* EXCERPTED PASSAGE:
====
21 In this factual and legal context it may safely be held that circumstances requiring the use of inherent power cannot be foreseen. So the occasion to invoke inherent power would not necessarily arise when the code has provided the method to meet the contingency. Therefore, there should not be any occasion for the exercise of any inherent power when there exists a specific provision in the statute itself to deal with the matter. Accordingly, whenever the revision in question has finally been disposed of on merit by this Court a fresh prayer for the same relief in the grab of restoration petition on the plea of exercise of inherent power is not entertainable. That apart, it is well-settled position of law that inherent power under section 482 Cr. P.C. is to be exercised very sparingly in the rarest of rare cases, if compelling situation demands so in appropriate cases.

As already discussed earlier, in the ultimate analysis of background facts, it is quite evident that there was neither any miscarriage of justice nor any abuse of process of law and indeed fact situation does not require any interference to prevent the abuse of process of law or to secure ends of justice in the case on hand.

22. Fortified with the principles of law laid down is the recent rulings of the Hon'ble Apex Court and the Full Bench decision of this High Court, I, am to hold that there is no inherent power in the High Court under section 482 Cr.

9

P.C. to alter or review its own judgment once it has been pronounced except in cases where it was passed without jurisdiction or in default of appearance i.e. without affording any opportunities to the petitioner to present his case.

23. The petitioner's contention that when a judgment is delivered without giving reasonable opportunity to the petitioner it should be held that the judgment was passed without jurisdiction and the High Court has power to make an order for its re-hearing is of no consequence for the simple reason that there lies a sharp distinction between disposing of the case with notice to a party and without notice to a party. In the present case, it is quite evident from the averments itself made by the petitioner himself that he had notice about the listing of the case but because of transport problem he failed to attend Court when the matter was called. On his prayer the hearing of the case was adjourned twice earlier. In such circumstances, it cannot be accepted that he had no notice or no effective opportunities of being heard. Furthermore, it is needless to mention that Sankar Prasad Mitra J, had determination to dispose of the case. It is also an admitted position that the revisional application was not dismissed for mere default of appearance. Therefore, the instant case does not fall within these two exceptions as indicated hereinabove.

24. In this connection, it is also pertinent to mention that in case of both the rulings cited on behalf of the petitioner, the order passed by the High Court was set aside by the Hon'ble Supreme Court with a direction to hear afresh on the peculiar circumstances of the respective case. In fact, the ld. counsel for the petitioner urges this Court to sit over the decision of the ld. Single judge and exercise Appellate power for reversing the order passed by another Single Bench of this Court. Such argument appears to be fallacious one. In such circumstances, afore-mentioned two rulings are easily distinguishable.

10

25. In the light of fore-going discussion it is therefore, held that the Code of Criminal Procedure does not authorise the High Court to review its Judgment or Order passed either in exercise of its appelate, revisional or original jurisdiction and such power cannot be exercised under the cloak of section 482 Cr. P.C. since section 362 Cr. P.C. operates a bar for reviewing not only its judgment but also its final order except in cases of clerical or arithmetical errors. Therefore, exercise of power under section 482 Cr. P.C. to re-open or alter an order disposing of a petition decided on merit is not legally permissible since such exercise of power is specifically prohibited by the Code.
====
* ENTRIES SUPPLIED:
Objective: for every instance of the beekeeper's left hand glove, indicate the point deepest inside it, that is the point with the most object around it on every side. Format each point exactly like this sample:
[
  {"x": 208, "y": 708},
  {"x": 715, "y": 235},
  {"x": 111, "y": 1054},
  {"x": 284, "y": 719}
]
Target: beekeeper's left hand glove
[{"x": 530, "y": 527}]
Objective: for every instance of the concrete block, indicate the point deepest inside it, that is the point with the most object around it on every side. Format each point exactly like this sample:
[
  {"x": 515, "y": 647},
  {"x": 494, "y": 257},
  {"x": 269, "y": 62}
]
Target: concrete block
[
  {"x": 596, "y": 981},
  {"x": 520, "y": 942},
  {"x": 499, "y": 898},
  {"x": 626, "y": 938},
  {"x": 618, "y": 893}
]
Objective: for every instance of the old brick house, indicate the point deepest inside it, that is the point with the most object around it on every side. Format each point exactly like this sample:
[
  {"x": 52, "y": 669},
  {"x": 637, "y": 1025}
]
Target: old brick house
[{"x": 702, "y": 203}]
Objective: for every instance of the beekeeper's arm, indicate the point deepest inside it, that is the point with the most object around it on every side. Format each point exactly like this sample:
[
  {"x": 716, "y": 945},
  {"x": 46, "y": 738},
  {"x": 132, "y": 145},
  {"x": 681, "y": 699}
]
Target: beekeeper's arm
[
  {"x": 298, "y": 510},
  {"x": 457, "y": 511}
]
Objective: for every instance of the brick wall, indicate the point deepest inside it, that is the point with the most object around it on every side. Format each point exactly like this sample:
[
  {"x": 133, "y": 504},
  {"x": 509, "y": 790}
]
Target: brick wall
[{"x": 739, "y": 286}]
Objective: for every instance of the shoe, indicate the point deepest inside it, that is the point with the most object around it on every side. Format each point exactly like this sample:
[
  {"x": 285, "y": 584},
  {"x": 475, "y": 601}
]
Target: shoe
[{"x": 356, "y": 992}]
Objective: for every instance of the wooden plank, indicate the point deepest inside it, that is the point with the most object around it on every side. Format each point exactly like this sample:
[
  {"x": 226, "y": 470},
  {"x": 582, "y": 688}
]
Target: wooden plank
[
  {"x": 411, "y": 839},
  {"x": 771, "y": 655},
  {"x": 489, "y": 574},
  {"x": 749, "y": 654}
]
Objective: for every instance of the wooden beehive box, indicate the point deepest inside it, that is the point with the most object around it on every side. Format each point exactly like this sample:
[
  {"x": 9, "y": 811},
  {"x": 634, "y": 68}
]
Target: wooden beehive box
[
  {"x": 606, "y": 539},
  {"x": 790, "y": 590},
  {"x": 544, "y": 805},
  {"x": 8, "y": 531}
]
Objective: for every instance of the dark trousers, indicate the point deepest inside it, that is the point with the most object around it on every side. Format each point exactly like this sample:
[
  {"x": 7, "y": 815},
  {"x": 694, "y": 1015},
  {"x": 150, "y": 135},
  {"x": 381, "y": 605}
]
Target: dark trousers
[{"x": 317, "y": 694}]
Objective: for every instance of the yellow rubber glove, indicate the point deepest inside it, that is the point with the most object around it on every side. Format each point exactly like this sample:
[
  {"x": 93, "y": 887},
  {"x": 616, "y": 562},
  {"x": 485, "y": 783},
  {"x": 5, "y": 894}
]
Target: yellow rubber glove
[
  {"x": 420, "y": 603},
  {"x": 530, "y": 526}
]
====
* TASK INSTRUCTIONS:
Resume the excerpt on the High Court's inherent power under section 482 Cr. P.C., picking up after its final sentence. The rows have no connection to the excerpt on the High Court's inherent power under section 482 Cr. P.C.

* WRITTEN RESPONSE:
26. Contextually it is also relevant and appropriate to point out that the Code of Criminal Procedure does not preserve any inherent power for the subordinate Criminal Courts in order to secure the ends of justice or to prevent the misuse of the process of the Court. On the other hand Section 151 of the Civil Procedure Code furnishes legislative recognition of the well- established principle that every Court has inherent power to dispense real and substantive justice or to prevent abuse of the process of the Court, if it is necessitated to meet exigencies arising out of unforeseen situations and exceptional circumstances. However, significantly, the legislature in its wisdom has not chosen to safeguard existing inherent powers of the subordinate Criminal Courts, if any by incorporating any such section in the Code itself. Therefore, it can safely be concluded that there is no inherent power available to be exercised by any subordinate Criminal Court, although such power is exclusively available only to the High Court. Accordingly, it is held that unlike a Civil Court, Criminal Court of Magistrate or Sessions Judge other than the High Court do not possess any inherent powers - nay at least there is no such express provision in the Criminal Procedure Code itself.

27. That apart, it is also to be noted that after disposal of CRR No. 2546 of 2009 on merit vide order dated 24.07.09 there was no lis pending before the High Court wherein the petitioner could have filed any CRAN /Misc. petition.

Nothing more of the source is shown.